DIRECTIONS FOR THIS TASK
From the data that follows, copy every line holding the string "forehead".

== INFORMATION SHOWN

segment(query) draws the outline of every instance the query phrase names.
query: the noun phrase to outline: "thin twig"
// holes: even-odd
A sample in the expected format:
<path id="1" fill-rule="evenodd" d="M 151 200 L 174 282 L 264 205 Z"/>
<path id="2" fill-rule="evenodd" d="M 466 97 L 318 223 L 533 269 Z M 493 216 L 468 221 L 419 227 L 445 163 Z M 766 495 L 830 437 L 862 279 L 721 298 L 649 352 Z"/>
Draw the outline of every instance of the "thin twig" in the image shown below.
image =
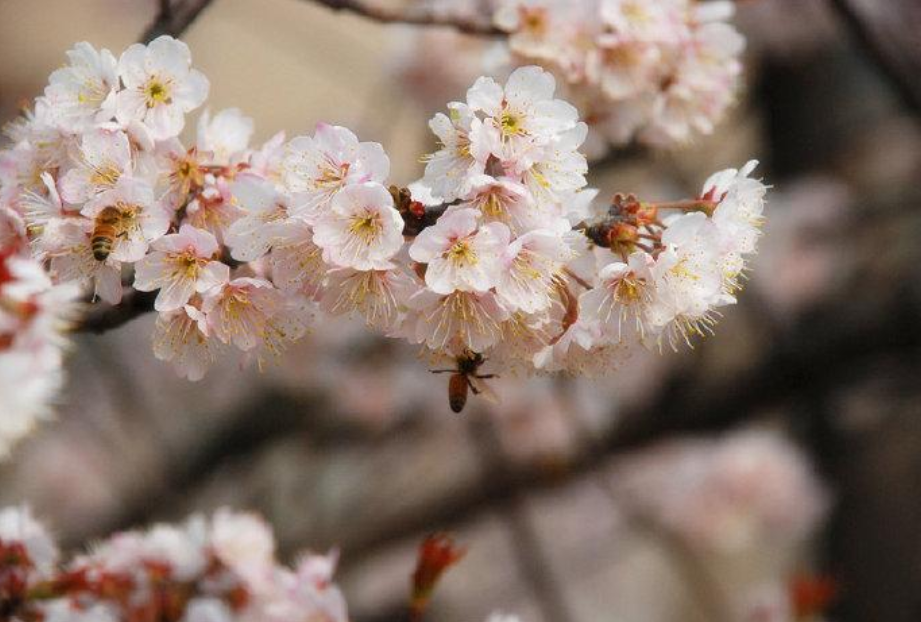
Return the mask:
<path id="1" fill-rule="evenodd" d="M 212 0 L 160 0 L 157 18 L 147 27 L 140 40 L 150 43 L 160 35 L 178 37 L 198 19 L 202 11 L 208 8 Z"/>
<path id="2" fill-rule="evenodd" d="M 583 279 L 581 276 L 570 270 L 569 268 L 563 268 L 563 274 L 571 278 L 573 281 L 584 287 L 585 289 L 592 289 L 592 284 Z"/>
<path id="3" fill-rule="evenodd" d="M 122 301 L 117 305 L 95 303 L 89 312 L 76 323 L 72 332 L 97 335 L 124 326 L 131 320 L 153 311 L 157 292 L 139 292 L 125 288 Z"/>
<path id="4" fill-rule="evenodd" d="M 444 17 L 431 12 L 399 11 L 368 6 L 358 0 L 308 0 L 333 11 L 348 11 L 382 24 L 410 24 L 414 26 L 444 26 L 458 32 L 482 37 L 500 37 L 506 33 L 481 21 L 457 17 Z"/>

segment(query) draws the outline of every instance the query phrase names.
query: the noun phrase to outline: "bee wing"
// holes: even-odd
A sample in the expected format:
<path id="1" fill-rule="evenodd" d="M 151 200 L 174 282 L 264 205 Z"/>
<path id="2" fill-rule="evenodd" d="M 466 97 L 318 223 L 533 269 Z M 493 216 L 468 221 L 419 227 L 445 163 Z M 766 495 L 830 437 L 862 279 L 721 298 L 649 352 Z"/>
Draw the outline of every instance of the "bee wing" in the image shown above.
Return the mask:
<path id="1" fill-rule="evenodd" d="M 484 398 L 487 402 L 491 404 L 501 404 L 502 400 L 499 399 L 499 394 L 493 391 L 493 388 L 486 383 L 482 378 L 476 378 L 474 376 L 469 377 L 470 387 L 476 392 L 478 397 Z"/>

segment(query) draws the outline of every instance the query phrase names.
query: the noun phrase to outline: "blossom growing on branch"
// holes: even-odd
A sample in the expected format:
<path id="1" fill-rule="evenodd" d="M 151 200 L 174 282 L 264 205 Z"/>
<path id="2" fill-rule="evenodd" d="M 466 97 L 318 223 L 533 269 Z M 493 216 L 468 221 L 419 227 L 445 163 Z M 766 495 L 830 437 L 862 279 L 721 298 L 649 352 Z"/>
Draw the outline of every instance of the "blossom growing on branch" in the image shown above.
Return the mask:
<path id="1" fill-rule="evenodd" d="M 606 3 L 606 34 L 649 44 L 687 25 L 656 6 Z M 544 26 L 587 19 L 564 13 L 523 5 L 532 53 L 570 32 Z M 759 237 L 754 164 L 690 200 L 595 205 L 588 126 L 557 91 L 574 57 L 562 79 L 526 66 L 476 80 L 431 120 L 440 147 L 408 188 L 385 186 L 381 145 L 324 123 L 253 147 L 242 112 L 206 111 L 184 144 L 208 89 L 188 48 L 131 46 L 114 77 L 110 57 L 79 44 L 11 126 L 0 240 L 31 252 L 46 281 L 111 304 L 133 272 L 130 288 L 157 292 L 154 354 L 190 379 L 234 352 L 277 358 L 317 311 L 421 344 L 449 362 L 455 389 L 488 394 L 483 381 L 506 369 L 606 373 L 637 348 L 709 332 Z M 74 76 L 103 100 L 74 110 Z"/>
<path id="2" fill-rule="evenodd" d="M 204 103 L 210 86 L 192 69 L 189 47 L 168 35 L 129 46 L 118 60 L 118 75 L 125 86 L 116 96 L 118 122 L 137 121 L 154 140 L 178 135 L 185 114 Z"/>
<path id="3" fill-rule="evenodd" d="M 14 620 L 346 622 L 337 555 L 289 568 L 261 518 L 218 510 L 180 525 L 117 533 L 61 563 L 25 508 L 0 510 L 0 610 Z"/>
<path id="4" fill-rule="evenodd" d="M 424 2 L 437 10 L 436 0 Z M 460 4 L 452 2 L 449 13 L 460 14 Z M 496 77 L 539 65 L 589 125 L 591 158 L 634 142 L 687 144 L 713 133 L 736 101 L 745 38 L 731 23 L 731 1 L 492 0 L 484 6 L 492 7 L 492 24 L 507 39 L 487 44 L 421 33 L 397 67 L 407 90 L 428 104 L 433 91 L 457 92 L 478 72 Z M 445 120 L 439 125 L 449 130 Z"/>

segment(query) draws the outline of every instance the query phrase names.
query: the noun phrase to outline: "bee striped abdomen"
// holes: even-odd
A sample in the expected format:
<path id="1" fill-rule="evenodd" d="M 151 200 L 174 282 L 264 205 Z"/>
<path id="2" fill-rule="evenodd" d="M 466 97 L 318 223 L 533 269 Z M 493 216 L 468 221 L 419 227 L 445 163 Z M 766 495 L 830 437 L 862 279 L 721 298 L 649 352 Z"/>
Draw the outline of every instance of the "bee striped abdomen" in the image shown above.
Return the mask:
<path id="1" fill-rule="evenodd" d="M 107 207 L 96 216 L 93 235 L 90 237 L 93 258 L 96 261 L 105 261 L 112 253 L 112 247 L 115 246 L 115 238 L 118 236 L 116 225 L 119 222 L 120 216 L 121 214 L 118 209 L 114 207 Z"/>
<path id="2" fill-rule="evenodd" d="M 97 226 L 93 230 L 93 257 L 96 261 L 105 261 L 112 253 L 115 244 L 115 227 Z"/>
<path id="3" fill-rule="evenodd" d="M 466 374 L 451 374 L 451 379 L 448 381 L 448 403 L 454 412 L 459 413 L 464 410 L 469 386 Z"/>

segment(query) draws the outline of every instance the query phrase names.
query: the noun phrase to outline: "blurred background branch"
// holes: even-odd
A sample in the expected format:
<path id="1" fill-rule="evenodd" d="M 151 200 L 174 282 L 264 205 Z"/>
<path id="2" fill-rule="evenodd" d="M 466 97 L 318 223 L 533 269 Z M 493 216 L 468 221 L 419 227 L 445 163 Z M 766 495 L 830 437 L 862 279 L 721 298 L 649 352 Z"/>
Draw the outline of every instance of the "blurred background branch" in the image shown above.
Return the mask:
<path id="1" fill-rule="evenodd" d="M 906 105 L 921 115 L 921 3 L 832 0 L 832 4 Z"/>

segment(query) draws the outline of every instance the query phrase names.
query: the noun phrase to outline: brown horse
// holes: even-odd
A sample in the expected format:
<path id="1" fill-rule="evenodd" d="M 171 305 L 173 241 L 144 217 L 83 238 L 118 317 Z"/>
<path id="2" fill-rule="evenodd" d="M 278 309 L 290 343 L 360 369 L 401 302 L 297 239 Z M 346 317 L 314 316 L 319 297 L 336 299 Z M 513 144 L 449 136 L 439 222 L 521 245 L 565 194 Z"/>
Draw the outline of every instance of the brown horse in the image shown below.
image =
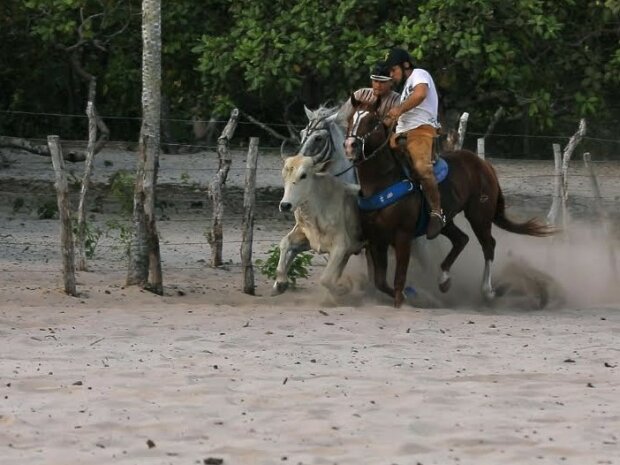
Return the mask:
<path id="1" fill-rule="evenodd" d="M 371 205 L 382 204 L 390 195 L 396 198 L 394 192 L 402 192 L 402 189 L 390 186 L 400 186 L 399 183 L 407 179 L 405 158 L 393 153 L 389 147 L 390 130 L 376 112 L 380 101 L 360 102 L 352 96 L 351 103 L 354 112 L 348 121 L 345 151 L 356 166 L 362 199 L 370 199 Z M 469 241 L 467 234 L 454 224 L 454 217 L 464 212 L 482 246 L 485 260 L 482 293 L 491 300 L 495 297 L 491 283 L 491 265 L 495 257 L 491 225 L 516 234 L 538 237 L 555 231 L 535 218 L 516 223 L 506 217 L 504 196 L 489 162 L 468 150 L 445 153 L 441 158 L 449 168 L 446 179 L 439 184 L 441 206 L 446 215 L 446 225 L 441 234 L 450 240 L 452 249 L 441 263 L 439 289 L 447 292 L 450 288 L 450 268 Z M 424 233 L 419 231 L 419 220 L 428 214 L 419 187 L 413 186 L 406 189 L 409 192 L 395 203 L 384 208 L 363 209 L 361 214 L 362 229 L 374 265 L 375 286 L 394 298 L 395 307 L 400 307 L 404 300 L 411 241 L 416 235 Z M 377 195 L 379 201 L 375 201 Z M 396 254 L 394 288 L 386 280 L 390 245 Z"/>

====
== INFORMATION SHOWN

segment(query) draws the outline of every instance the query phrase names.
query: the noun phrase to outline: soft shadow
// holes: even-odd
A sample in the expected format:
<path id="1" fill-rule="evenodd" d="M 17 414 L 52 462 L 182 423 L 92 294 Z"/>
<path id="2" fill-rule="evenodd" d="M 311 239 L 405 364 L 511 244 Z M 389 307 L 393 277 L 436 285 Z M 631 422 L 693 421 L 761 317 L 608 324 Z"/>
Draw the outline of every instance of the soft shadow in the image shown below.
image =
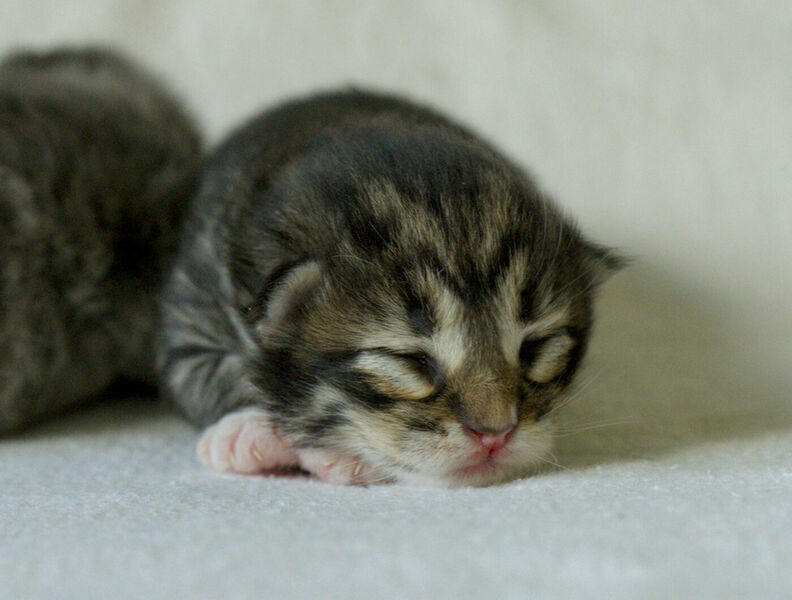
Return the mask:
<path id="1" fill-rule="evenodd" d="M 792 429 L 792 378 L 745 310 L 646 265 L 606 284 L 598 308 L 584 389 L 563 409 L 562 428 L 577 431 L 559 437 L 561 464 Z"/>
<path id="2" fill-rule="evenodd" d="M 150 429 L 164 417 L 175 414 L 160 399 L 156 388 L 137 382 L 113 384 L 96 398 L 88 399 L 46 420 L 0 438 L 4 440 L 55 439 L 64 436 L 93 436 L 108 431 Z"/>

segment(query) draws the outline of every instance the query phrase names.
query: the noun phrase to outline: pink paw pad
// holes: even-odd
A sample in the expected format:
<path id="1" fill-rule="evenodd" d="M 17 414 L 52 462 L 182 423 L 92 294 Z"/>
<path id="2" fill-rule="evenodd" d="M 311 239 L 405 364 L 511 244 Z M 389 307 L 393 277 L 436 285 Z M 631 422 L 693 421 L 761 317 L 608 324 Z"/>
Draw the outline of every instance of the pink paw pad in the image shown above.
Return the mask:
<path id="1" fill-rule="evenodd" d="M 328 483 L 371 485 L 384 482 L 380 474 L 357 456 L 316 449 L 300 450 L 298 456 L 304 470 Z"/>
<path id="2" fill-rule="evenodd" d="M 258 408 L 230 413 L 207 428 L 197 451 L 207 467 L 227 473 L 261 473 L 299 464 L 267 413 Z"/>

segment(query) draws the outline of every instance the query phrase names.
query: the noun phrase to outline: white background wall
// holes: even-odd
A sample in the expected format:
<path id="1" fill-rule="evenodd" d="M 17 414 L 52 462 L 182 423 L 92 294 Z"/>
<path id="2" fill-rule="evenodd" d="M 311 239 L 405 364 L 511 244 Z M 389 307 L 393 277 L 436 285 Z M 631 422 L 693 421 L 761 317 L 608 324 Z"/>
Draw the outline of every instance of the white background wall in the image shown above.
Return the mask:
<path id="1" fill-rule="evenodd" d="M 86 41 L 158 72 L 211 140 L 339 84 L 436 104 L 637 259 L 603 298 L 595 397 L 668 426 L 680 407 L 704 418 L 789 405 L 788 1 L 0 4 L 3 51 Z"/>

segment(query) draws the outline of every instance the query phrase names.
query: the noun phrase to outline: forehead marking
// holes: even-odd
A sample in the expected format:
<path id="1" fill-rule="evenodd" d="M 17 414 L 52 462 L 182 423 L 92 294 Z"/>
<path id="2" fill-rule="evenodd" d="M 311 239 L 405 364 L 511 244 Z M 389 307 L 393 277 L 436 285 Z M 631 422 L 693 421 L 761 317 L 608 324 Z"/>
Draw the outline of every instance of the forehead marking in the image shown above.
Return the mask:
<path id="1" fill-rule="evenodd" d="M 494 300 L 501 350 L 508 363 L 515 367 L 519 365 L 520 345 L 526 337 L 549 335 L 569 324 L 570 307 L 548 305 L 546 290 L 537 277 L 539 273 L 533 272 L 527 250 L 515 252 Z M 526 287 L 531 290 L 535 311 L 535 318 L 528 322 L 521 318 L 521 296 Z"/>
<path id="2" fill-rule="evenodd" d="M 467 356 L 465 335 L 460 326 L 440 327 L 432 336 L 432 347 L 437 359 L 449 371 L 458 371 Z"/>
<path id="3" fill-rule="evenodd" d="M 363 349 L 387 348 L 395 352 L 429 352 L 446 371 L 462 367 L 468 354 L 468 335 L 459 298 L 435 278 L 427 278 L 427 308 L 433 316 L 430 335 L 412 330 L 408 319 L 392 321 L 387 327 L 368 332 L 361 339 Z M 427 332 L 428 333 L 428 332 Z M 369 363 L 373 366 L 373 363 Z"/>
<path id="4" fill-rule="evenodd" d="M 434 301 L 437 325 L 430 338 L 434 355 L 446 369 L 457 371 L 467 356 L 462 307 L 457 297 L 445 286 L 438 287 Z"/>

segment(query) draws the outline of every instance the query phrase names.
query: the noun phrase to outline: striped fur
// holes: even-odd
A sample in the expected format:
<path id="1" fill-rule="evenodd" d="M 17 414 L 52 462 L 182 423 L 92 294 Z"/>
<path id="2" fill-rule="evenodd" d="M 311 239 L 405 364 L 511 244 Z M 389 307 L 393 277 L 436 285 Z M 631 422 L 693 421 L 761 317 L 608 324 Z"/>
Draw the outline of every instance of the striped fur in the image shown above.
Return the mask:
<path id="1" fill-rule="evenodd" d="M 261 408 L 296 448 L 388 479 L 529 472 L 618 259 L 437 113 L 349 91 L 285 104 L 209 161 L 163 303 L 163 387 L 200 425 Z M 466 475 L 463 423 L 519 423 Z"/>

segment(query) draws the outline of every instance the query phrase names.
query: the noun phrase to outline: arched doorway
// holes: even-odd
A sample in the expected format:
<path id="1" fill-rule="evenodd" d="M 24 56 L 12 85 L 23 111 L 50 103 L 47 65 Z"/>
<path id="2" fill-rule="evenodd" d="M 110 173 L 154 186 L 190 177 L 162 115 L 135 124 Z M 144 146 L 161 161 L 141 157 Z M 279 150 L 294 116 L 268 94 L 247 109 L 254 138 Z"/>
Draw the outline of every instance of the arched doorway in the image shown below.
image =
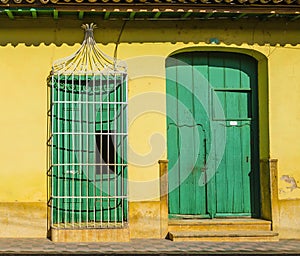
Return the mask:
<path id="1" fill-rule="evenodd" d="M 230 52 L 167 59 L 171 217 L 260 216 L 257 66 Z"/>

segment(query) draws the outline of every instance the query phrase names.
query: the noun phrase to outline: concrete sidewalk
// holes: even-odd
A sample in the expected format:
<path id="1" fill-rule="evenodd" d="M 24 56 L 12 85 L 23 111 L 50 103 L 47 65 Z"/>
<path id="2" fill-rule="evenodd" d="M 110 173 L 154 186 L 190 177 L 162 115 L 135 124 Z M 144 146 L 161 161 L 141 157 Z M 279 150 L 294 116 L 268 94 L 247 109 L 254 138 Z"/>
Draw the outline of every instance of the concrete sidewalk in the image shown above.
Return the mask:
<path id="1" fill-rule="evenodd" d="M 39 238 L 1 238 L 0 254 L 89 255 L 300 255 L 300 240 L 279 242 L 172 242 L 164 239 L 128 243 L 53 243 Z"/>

====

ANSWER FOR THE TASK
query: the noun phrase to outline: forehead marking
Draw the outline of every instance of the forehead marking in the image shown above.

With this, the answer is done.